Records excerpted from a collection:
((

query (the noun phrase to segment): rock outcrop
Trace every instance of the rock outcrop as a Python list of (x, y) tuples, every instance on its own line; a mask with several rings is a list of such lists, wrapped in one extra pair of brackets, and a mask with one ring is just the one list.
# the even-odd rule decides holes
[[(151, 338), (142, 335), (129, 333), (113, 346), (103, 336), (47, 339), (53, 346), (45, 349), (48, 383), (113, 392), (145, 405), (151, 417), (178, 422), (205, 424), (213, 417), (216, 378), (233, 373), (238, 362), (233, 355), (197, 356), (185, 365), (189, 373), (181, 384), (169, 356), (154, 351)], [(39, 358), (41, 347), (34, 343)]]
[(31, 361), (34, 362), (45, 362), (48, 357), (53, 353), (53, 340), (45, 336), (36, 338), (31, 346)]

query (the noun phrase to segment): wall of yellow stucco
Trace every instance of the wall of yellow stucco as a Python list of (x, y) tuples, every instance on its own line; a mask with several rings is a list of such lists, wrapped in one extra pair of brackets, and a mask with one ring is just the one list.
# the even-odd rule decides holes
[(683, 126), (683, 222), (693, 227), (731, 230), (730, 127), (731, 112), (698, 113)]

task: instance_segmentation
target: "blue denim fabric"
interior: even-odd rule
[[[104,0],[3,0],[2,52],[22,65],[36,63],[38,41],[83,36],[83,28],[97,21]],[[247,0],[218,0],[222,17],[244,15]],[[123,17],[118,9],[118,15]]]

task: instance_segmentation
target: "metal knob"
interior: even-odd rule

))

## Work to do
Reproduce all of the items above, requests included, and multiply every vertex coordinate in the answers by 2.6, rounding each result to the nearest whole number with halves rounded up. Leave the numbers in the requests and their format samples unchanged.

## Answer to the problem
query (the noun phrase to segment): rock outcrop
Trace every instance of the rock outcrop as a Python list of (x, y) tuples, every instance on its own line; a mask with several rings is a list of such lists, wrapped in one extra pair of brackets, and a mask with one ring is just the one list.
# the even-odd rule decides holes
[[(393, 879), (369, 871), (335, 866), (294, 900), (268, 874), (122, 881), (138, 900), (117, 907), (125, 996), (294, 1019), (377, 1053), (393, 1084), (463, 1097), (533, 1102), (554, 1084), (562, 983), (606, 970), (619, 941), (606, 923), (512, 926), (481, 949), (491, 970), (471, 998), (439, 926), (400, 913)], [(101, 931), (107, 902), (88, 892)]]
[(81, 939), (88, 941), (117, 941), (125, 928), (138, 918), (138, 884), (117, 874), (94, 879), (81, 900)]

query (the noun phrase to segment): wall of yellow stucco
Trace every instance of the wall of yellow stucco as a Python list of (x, y) tuples, every instance on its own line; a mask with several rings is a list of such lists, wrapped in one extra pair of brackets, and a mask with one ring is just the one list.
# the even-odd rule decides holes
[(1776, 328), (1776, 577), (1802, 590), (1901, 598), (1898, 330), (1901, 291), (1815, 294)]

task: instance_segmentation
target: "blue denim fabric"
interior: even-odd rule
[[[270,0],[8,0],[5,135],[57,169],[94,164],[99,107],[216,94],[216,73],[252,55]],[[642,0],[567,0],[577,44],[634,39]],[[320,44],[307,23],[307,39]]]

task: instance_segmentation
target: "metal knob"
interior: even-odd rule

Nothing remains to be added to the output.